** Start **

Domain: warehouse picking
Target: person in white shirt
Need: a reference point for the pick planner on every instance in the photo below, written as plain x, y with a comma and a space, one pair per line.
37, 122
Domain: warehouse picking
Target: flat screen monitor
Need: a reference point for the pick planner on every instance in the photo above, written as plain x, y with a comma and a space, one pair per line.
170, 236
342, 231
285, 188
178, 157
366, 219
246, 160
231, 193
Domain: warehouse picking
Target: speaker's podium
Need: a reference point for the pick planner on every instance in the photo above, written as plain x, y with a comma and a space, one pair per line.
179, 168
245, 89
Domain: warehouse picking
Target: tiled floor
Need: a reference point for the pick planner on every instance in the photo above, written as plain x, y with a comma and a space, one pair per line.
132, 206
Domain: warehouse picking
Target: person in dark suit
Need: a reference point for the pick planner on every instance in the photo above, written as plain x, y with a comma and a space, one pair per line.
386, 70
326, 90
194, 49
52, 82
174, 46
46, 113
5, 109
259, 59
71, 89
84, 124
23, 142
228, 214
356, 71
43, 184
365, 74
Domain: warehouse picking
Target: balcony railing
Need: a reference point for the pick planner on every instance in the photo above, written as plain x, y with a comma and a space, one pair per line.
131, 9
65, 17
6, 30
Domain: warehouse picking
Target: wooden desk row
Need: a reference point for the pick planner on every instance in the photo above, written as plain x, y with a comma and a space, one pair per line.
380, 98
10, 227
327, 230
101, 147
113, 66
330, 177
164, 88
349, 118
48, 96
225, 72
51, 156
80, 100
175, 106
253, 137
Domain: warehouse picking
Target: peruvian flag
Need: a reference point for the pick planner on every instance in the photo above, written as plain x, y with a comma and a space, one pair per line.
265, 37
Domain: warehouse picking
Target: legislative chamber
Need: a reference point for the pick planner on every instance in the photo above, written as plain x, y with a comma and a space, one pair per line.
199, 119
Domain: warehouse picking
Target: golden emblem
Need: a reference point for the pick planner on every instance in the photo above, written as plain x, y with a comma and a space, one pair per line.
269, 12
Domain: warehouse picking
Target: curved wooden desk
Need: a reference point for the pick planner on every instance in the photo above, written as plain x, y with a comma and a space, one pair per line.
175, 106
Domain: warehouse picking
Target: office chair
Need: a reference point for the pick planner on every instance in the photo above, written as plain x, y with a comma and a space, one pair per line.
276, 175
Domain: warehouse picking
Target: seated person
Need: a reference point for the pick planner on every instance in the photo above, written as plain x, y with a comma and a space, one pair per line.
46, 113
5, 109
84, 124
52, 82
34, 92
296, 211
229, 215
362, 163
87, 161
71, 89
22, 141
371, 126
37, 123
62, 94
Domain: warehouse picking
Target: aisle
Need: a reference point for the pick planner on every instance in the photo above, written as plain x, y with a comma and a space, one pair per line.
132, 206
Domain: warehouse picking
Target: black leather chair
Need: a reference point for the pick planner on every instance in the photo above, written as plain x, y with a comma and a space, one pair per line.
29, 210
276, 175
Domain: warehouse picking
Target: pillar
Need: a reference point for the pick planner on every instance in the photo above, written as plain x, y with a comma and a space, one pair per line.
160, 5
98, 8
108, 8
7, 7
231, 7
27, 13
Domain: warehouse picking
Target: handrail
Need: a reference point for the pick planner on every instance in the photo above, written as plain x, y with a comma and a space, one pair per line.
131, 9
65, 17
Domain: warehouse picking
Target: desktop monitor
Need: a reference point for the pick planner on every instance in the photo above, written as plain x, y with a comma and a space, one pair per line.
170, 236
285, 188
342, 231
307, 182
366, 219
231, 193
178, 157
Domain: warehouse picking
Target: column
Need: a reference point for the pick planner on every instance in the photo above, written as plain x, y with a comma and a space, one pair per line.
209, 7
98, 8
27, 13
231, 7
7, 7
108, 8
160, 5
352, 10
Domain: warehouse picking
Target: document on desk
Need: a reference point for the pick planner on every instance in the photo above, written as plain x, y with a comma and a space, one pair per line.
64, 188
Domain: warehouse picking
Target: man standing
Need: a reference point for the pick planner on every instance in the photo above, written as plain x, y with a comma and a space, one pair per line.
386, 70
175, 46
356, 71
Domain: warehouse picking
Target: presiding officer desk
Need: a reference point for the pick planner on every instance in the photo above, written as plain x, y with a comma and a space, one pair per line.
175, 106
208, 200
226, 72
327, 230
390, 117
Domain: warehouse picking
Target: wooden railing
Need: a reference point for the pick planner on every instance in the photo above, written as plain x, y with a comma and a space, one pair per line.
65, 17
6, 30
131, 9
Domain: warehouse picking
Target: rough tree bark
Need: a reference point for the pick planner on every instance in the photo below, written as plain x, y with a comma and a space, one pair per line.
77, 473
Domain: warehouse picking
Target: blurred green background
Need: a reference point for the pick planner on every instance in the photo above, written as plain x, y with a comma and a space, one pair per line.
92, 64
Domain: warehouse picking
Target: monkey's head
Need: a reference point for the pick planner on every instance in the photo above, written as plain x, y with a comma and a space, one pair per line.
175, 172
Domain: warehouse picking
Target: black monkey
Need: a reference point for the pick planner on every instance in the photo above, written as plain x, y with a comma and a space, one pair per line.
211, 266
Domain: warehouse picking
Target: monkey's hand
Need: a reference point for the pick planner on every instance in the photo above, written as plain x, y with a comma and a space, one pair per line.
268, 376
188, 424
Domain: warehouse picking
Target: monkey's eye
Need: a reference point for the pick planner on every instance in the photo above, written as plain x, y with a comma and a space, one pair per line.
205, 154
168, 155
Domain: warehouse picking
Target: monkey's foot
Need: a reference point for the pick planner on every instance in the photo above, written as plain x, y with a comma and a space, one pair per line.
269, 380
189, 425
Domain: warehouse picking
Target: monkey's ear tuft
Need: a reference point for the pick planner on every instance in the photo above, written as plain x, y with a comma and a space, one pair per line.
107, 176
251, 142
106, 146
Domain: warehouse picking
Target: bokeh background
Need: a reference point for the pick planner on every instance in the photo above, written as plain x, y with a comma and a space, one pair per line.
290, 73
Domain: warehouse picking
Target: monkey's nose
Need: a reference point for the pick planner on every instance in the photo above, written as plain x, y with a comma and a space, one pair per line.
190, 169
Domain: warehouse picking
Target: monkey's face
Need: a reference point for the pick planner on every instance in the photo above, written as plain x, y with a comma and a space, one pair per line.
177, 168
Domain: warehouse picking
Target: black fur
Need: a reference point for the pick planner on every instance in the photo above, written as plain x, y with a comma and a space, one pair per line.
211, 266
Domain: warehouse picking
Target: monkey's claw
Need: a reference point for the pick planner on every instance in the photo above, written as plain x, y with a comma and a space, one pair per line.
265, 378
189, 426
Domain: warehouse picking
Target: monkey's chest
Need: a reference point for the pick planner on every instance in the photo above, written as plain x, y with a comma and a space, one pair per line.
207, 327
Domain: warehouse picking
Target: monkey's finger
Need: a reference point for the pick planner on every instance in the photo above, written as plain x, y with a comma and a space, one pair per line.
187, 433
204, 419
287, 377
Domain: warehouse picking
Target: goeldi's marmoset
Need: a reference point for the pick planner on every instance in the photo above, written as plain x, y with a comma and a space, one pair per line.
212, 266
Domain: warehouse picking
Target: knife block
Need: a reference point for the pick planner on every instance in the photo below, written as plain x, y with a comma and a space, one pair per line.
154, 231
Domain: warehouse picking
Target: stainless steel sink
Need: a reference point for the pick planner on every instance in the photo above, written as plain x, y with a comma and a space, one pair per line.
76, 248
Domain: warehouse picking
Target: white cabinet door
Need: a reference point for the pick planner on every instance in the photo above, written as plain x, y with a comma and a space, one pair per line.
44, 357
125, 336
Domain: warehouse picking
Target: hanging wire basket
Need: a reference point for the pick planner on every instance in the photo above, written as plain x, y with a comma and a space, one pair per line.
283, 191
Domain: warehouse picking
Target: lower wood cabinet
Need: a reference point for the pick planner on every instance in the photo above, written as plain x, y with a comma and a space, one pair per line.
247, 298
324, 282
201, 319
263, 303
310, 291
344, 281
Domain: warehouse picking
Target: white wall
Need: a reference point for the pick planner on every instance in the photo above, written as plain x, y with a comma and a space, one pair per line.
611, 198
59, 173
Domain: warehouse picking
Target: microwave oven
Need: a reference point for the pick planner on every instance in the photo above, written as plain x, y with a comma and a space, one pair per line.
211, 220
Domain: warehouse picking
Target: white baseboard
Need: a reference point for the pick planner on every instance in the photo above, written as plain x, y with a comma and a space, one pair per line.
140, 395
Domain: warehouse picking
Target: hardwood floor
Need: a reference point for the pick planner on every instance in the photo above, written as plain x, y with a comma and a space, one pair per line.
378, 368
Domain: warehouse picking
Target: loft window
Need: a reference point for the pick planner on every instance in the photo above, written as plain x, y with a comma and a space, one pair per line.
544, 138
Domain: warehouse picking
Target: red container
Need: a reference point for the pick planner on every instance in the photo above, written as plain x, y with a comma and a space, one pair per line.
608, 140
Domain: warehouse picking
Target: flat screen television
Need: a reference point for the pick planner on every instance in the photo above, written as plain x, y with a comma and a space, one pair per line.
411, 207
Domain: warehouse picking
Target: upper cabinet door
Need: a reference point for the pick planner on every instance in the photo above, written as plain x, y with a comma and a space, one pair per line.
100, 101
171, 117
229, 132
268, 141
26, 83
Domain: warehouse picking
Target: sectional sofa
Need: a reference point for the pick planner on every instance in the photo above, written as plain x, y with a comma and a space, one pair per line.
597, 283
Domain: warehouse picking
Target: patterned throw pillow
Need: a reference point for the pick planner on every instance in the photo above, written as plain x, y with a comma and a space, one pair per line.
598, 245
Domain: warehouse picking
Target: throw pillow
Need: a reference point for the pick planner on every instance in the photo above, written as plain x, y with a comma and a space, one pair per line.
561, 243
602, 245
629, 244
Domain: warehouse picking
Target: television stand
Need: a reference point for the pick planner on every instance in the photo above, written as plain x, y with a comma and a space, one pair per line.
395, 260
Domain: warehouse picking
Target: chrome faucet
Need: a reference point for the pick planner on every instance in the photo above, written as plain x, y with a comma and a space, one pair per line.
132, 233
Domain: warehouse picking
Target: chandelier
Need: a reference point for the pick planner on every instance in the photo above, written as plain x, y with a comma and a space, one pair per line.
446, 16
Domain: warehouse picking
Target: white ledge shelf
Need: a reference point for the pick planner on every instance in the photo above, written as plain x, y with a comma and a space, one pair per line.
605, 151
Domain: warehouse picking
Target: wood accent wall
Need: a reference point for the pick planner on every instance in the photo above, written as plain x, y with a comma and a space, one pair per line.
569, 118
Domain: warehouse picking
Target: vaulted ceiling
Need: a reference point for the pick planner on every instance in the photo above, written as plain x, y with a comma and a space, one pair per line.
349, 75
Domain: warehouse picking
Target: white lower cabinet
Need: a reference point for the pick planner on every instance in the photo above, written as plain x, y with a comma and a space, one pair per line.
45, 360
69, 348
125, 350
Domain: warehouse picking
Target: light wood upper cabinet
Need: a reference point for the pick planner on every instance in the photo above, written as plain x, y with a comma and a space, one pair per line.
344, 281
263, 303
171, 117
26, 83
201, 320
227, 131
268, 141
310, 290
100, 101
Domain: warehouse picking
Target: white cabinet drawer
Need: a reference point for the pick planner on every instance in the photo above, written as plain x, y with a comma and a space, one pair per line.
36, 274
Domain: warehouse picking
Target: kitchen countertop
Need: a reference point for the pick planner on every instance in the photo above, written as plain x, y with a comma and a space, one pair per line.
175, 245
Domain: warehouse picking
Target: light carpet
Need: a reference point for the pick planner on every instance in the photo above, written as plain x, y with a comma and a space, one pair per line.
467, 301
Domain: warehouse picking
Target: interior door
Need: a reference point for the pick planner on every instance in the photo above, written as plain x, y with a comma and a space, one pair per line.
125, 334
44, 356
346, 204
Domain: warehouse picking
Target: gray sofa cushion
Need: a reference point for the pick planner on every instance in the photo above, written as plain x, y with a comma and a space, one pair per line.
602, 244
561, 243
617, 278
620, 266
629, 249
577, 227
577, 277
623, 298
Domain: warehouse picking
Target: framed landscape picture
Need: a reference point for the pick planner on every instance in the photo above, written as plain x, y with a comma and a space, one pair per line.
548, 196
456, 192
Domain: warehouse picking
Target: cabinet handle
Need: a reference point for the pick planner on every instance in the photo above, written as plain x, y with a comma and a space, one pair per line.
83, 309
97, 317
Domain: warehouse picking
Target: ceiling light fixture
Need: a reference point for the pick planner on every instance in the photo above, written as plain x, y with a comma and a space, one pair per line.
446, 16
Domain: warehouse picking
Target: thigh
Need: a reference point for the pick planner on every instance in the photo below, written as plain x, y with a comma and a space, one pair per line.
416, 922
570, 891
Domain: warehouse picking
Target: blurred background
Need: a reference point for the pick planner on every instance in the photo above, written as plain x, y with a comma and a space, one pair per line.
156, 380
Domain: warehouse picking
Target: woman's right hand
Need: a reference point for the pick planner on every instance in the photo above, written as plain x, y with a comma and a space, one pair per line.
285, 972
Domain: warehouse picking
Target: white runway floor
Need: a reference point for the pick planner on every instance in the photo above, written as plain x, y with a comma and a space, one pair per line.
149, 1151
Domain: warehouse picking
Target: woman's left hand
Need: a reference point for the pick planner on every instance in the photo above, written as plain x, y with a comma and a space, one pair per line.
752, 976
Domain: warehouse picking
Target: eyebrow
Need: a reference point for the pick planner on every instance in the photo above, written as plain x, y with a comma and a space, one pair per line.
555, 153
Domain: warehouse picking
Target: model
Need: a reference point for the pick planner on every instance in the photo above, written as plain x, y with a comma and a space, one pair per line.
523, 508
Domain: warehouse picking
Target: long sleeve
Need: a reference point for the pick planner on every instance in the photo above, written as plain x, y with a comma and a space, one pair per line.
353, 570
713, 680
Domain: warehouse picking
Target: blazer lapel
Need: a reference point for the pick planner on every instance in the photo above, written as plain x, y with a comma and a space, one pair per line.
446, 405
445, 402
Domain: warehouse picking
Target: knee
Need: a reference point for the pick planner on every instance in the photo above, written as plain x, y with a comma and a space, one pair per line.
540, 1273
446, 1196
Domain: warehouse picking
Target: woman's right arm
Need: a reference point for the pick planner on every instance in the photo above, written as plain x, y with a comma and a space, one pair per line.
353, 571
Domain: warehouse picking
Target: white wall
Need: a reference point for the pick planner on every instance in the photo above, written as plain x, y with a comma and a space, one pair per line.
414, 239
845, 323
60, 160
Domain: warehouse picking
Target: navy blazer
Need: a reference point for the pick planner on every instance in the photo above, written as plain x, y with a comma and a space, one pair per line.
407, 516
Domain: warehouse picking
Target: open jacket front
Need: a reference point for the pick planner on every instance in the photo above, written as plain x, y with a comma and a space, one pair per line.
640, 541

** End **

*REQUIRED WORK*.
Show every line of the records above that contains the string "black", copying each line in full.

*REPLY*.
Target: black leather chair
Target: black monkey
Target: black fur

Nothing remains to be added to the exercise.